We are really excited to share the fiber with our friends who knit, spin and weave.

Monday, August 11, 2008

We have eggs!

We finally have eggs! Jeremy found five eggs in the coop - one actually in the nests on Sunday night. We are still trying to figure out who is laying which colors. Two more eggs on Monday; we may soon have a dozen!

Friday, August 1, 2008

Chicken update

When we first considered getting chickens, Jeremy and I had several "chicken chats" where we would talk about all the details. Our chicken chats continue - we just speculate about their behavior, when the hens will begin to lay, why it seems we have so many roosters, etc. This has been quite the adventure.

We have one gigantic Rhode Island Red rooster. He has these amazing iridescent tail feathers and a developing crow. The first few crows where like a teenager with a changing voice - "Errr Errr Errrrrrrr!" at about 7 a.m. I was saying a prayer of thanks that our neighbors were very supportive of the chicken adventure and even said they missed the sound of crowing in the morning. We are very lucky indeed.

We have two batches - the group we bought at Tractor Supply Company (my favorite store) because we could not wait for the mail order and the mail order. Both batches were a straight run which means they are not sexed. The mail order company said to expect about 50/50...we have tried to count, but they are too fast! The rooster types will find a home in our freezer before winter - that is, if we can find someone to help us do the dirty work. I don't have good memories of chicken harvest from my youth.

We have affectionately begun to call the Big Boy rooster "Lunch." My niece, McKenzy, was sort of amused by this name and kind of horrified. Right now, no one is worried about harvest, they all come running when we bring the cart of weeds or the enamel pan of what used to be compost feed.

Now, we are on egg watch...still waiting...maybe waiting into'll be the first to know when the eagle lands.

Long time - no blog!

Needless to say, life has been busy this summer. My last post raved about our beautiful yard which has most recently been subject to the usual scorching hot days of Kansas. We do have some beautiful sunflowers. These hearty, natives thrive in this kind of weather. I wish I could say the same!

Wednesday, May 14, 2008

What's blooming...

Our yard has rarely looked more beautiful. We have several flowers in full spring bloom. The clementis near the garden is full of buds and has just started to bloom. The old-fashiond lilac is lovely and the Korean lilacs are just a little behind. Our bleeding hearts made it through some cold early spring mornings and we feel fortunate to not have them reduced to piles of wilted greens. It is a beautiful spring!

Mystery solved - we think!

Our starter chickens were sort of a mystery to us. We purchased them at the Tractor Supply Company and knew we likely had three Rhode Island Reds and three bantams of an unknown breed. Last weekend, we found a picture that helped us identify the breed. We are reasonably confident that we have Barred Rock bantams - three of them. Our next mystery is learning if we have hens or roosters!

Thursday, May 8, 2008

Chickens graduate to the pen

We finally finished the

chicken coop and got the chickens outside. They have almost all their feathers, so it might be safe to say that our starter chickens are doing well. The big shipment arrives on May 19th!

[PROBLEM 1] In the blog text, how many eggs did Jeremy find in the coop?
[PROBLEM 2] List every post title that appears in the blog text.
[PROBLEM 3] Retype everything in the blog text from "We finally finished" down to "on May 19th!".

[Point labeling dataset excerpts]
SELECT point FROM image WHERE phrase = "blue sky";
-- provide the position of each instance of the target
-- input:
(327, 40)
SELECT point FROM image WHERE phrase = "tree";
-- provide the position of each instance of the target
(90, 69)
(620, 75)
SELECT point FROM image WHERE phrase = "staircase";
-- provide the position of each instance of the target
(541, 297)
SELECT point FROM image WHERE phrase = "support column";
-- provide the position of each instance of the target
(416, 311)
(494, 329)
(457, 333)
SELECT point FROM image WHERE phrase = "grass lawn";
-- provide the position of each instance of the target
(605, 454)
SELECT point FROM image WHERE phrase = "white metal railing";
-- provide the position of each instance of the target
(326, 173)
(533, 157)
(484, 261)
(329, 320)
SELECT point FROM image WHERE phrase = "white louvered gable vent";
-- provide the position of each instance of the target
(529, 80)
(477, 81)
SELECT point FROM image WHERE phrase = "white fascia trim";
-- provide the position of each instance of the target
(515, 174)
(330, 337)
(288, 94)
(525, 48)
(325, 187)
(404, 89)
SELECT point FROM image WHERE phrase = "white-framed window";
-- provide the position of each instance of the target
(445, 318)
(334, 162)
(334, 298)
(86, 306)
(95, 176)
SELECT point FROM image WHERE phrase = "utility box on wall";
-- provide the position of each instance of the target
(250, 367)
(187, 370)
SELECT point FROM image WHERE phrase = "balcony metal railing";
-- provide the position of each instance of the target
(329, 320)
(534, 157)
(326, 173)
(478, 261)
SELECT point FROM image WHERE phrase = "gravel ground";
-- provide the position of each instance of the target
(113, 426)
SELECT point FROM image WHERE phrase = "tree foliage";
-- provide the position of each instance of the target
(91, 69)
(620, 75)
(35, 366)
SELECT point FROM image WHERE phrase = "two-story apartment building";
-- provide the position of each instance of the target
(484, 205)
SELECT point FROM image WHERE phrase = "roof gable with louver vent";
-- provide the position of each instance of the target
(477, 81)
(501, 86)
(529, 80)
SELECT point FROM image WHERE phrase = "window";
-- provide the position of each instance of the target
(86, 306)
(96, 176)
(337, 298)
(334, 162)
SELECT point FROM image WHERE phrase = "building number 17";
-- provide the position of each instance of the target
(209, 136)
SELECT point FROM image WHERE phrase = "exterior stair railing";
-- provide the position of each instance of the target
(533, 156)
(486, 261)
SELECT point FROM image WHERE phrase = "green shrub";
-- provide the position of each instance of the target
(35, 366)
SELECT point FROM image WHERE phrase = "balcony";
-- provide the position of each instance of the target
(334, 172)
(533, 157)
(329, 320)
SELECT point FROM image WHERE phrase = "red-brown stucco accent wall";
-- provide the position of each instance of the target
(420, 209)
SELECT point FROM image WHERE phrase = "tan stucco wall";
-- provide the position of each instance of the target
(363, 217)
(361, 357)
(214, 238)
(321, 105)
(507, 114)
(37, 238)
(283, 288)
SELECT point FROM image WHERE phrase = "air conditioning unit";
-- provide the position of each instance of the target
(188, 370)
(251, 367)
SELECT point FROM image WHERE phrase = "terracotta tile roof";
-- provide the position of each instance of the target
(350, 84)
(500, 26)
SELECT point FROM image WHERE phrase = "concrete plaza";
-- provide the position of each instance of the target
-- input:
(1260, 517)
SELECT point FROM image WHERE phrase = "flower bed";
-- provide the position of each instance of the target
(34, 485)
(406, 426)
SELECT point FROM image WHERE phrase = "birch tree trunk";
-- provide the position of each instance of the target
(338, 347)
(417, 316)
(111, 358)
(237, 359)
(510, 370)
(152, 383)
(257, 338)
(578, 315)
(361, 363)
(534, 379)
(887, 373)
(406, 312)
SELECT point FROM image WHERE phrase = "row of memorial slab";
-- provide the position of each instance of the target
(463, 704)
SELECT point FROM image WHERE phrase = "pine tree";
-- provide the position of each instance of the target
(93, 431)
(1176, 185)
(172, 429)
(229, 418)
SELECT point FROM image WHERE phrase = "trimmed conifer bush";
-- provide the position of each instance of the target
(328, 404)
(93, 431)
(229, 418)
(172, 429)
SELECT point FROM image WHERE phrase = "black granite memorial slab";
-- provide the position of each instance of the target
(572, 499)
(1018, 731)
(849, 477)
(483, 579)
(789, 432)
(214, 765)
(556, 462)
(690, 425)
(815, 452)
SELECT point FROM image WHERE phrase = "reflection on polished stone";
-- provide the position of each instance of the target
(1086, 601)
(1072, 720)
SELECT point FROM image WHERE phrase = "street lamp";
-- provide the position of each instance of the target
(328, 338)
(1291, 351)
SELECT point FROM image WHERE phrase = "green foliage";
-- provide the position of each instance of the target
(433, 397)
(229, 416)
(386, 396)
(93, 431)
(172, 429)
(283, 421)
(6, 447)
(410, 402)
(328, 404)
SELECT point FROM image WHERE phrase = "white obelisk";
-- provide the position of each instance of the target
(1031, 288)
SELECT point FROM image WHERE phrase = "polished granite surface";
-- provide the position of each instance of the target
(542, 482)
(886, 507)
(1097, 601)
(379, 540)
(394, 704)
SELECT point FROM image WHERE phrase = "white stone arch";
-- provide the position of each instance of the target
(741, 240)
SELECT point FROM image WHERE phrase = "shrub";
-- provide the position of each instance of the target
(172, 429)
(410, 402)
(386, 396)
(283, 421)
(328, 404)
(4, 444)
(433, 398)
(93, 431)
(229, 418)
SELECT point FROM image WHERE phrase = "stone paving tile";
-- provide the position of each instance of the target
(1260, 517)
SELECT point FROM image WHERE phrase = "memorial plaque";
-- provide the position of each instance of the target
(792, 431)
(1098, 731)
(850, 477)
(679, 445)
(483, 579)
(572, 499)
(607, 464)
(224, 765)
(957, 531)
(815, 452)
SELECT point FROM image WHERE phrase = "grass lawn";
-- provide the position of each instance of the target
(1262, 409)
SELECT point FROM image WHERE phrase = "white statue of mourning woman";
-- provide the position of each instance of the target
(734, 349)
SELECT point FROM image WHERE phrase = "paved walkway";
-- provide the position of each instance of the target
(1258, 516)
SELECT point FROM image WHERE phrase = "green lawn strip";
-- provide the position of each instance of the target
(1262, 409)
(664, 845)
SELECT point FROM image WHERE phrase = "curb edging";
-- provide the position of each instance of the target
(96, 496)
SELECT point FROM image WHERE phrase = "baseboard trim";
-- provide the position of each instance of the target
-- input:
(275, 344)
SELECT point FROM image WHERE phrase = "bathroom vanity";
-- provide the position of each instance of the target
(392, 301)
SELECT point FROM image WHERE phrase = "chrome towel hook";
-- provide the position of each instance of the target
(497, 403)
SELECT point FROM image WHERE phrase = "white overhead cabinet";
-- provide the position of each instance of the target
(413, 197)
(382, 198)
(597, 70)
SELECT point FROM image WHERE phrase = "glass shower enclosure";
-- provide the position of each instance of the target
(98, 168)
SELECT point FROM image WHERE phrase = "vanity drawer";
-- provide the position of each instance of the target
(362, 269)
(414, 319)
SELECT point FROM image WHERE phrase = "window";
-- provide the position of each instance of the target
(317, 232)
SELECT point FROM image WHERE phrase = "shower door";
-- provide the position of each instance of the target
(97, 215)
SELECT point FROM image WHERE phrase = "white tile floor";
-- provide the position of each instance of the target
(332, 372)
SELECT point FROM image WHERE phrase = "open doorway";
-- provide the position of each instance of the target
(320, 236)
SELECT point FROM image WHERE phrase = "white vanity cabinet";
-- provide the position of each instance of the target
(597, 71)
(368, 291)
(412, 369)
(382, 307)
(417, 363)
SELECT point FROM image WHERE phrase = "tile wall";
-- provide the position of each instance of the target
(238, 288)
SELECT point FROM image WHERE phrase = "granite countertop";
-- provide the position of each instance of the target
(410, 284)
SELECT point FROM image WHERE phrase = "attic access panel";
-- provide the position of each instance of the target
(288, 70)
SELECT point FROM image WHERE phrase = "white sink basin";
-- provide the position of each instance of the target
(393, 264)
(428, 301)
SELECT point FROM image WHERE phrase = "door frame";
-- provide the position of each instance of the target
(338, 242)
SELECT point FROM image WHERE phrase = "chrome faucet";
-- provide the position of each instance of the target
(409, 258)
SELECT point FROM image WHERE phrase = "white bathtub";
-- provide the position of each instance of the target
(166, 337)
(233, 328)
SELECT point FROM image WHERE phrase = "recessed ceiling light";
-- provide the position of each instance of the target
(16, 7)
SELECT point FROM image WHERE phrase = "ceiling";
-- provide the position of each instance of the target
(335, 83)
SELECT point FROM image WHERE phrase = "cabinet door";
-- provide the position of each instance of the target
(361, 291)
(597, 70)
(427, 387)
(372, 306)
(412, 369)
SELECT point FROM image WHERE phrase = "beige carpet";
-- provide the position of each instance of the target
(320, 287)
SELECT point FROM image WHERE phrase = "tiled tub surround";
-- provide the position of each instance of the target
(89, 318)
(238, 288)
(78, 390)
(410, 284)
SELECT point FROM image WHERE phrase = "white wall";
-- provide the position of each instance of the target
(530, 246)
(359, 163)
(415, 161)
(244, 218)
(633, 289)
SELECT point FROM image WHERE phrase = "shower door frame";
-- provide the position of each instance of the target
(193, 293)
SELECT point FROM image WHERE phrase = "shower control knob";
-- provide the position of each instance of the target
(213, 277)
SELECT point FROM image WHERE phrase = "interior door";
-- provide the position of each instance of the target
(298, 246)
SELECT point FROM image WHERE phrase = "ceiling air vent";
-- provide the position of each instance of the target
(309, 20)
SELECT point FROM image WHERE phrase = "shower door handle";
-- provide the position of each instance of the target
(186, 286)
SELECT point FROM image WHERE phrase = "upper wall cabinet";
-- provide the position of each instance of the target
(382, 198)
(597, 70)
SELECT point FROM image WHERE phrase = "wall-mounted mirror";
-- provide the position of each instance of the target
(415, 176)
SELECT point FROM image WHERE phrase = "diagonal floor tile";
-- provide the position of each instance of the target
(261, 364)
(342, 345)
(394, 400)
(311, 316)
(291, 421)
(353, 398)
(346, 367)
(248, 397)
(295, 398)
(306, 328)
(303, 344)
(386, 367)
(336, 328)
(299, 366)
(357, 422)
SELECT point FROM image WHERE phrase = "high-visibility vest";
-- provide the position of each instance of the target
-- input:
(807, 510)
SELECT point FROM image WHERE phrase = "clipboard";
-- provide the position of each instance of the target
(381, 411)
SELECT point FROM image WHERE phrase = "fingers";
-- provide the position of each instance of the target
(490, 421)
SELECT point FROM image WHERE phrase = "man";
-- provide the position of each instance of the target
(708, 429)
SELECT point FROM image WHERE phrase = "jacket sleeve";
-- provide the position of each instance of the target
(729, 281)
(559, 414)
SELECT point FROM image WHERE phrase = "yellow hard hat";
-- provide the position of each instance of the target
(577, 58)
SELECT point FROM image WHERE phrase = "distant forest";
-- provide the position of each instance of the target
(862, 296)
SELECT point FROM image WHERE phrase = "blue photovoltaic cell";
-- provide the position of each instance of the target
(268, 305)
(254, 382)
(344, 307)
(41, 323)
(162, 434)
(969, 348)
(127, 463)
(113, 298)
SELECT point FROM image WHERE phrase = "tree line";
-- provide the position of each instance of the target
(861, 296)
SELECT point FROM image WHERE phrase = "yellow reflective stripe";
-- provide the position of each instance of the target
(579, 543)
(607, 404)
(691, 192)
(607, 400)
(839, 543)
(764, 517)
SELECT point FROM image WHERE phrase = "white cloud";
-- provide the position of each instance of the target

[FULL ANSWER 1] Five

[FULL ANSWER 2]
We have eggs!
Chicken update
Long time - no blog!
What's blooming...
Mystery solved - we think!
Chickens graduate to the pen

[FULL ANSWER 3]
We finally finished the

chicken coop and got the chickens outside. They have almost all their feathers, so it might be safe to say that our starter chickens are doing well. The big shipment arrives on May 19th!